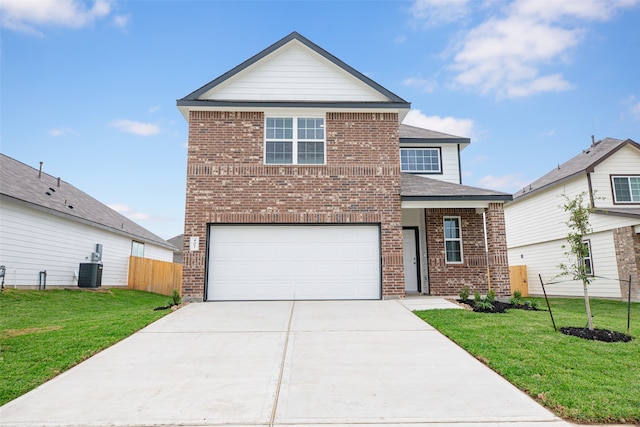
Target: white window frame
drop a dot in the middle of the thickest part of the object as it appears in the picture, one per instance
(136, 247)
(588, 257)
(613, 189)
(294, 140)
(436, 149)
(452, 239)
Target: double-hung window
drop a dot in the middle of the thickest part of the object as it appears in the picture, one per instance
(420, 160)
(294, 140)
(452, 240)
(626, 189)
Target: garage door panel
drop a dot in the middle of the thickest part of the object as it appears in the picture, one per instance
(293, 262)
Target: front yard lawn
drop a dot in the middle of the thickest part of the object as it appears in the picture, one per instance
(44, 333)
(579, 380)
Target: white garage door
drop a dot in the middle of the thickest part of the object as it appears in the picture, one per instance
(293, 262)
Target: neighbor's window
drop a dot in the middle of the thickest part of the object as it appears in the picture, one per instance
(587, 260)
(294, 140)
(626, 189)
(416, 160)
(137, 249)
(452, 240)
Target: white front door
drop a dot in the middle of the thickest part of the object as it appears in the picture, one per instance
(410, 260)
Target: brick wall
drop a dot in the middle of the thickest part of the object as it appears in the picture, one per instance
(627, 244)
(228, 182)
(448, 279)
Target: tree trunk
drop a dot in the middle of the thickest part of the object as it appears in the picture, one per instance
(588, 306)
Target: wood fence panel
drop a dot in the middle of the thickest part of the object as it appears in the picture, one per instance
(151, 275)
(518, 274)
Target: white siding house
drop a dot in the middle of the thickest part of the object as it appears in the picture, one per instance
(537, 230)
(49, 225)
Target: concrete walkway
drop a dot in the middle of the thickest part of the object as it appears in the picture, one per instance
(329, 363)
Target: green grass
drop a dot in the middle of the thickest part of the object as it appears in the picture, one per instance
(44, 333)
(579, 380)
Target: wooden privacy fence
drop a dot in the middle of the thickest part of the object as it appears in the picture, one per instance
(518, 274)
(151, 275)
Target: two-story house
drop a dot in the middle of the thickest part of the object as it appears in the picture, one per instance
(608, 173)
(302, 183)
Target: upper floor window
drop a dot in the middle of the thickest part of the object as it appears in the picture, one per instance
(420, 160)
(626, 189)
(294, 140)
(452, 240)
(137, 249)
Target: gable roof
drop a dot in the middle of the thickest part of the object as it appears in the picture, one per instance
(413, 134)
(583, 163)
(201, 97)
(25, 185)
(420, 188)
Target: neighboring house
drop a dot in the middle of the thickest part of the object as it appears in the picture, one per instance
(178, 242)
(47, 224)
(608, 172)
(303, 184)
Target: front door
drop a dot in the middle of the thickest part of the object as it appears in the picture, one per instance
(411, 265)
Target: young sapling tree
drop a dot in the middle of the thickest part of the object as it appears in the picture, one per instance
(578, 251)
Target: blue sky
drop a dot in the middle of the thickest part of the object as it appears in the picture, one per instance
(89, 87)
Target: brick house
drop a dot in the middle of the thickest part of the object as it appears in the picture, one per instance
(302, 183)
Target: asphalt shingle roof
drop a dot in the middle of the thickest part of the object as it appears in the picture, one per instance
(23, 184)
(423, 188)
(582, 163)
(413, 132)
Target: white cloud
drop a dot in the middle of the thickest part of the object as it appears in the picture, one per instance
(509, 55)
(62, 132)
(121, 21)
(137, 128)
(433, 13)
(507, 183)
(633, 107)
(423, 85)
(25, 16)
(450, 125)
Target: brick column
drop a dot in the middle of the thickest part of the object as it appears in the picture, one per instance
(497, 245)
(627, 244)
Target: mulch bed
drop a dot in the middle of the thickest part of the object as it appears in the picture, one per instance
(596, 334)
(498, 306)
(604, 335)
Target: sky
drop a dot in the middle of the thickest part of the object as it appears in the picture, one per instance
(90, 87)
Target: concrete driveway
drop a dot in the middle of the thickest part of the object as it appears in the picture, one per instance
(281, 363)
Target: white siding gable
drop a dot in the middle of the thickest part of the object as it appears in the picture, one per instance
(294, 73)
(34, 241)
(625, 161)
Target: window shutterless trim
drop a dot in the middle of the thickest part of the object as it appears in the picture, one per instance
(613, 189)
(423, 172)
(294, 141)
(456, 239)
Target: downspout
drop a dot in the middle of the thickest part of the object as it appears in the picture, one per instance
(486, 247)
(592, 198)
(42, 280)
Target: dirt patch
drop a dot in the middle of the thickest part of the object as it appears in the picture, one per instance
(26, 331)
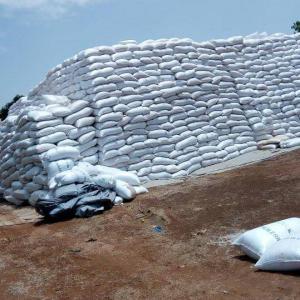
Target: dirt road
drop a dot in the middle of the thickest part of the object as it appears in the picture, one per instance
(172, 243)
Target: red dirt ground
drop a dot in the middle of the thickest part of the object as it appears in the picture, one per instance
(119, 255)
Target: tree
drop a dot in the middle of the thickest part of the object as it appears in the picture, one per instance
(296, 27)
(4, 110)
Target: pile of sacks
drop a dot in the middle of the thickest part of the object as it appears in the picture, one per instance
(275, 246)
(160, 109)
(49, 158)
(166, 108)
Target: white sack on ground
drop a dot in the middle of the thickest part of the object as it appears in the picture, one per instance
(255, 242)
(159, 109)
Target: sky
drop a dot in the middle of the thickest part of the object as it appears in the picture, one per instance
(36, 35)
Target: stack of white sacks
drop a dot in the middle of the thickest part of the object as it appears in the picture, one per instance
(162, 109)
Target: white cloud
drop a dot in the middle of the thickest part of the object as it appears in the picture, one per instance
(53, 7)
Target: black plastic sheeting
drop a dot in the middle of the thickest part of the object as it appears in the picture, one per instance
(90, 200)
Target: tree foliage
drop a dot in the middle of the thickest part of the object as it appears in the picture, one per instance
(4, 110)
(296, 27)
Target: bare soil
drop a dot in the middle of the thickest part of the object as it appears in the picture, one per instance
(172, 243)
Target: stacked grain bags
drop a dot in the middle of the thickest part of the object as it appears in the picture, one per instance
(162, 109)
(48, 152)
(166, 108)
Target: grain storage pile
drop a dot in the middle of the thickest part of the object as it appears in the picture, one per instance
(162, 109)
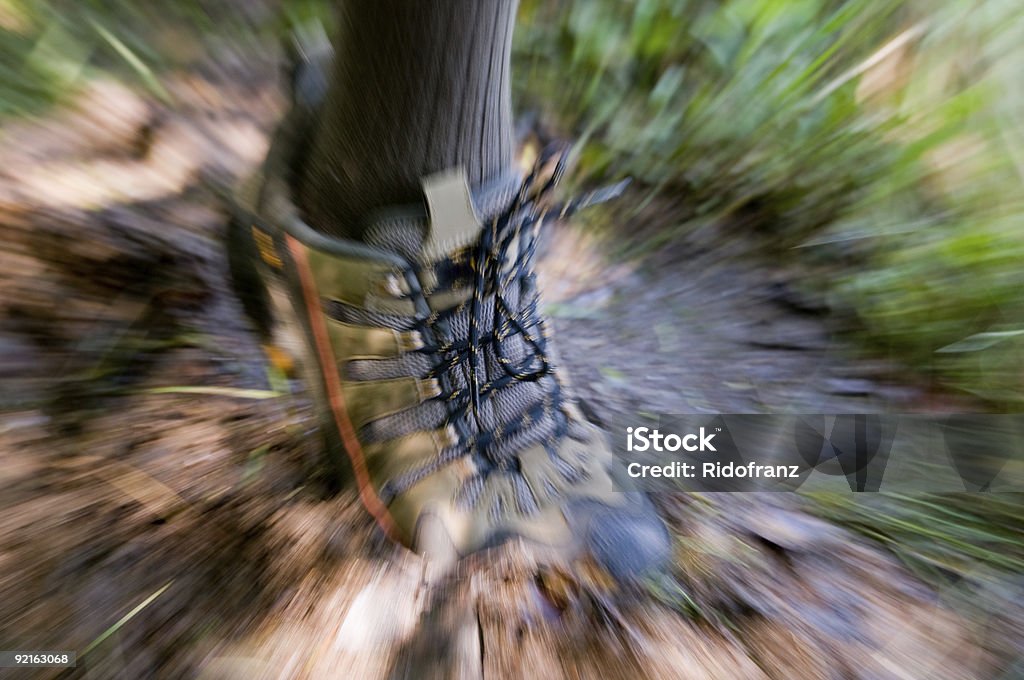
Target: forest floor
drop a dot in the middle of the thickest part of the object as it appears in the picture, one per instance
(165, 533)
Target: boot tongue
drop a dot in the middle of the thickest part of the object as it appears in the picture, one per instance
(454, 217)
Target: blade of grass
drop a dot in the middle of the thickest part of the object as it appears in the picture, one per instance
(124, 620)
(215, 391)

----

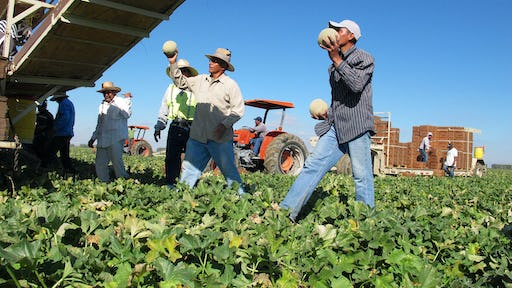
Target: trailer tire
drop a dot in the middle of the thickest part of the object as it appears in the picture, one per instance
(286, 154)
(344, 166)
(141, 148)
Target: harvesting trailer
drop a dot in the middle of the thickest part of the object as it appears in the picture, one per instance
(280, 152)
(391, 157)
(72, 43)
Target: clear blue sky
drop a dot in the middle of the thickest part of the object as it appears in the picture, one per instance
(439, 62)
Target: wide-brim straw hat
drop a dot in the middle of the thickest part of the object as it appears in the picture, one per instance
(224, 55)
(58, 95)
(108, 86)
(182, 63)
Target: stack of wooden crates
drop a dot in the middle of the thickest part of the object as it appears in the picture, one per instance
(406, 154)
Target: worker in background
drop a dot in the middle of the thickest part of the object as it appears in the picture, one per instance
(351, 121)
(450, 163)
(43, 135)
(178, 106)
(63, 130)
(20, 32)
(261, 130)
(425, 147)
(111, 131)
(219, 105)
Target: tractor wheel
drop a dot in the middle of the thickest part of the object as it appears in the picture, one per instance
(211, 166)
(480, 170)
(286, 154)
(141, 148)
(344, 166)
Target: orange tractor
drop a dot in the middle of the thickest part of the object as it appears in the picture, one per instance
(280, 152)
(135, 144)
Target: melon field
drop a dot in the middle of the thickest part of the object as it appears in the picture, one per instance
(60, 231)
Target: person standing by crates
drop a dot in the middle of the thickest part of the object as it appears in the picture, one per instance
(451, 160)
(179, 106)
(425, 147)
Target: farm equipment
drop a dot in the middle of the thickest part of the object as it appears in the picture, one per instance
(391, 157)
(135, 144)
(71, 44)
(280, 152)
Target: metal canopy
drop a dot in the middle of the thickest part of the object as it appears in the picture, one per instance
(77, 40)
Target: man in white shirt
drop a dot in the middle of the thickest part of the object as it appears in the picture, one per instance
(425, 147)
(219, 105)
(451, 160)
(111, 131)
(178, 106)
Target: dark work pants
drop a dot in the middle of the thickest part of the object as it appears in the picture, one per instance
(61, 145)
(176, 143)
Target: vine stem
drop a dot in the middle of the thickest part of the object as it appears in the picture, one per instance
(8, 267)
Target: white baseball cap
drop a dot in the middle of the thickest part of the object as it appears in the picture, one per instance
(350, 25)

----

Exercise goal: If a picture sits between the line containing "Target: downspout" and the line containing "Target: red dirt ground", leave it out, and return the lines of that range above exactly, both ends included.

Answer to the problem:
Target: downspout
drop a dot in the middle of the thickest part of the object as it appears in the picture, one per instance
(486, 247)
(592, 198)
(42, 280)
Target: dirt patch
drop a dot in the middle of the thickest part of the object as it appears in the picture, one per instance
(26, 331)
Target: dirt road
drop a dot in the middle of the thickest part of the object as it appears in the picture, one per instance
(172, 243)
Target: red dirt ground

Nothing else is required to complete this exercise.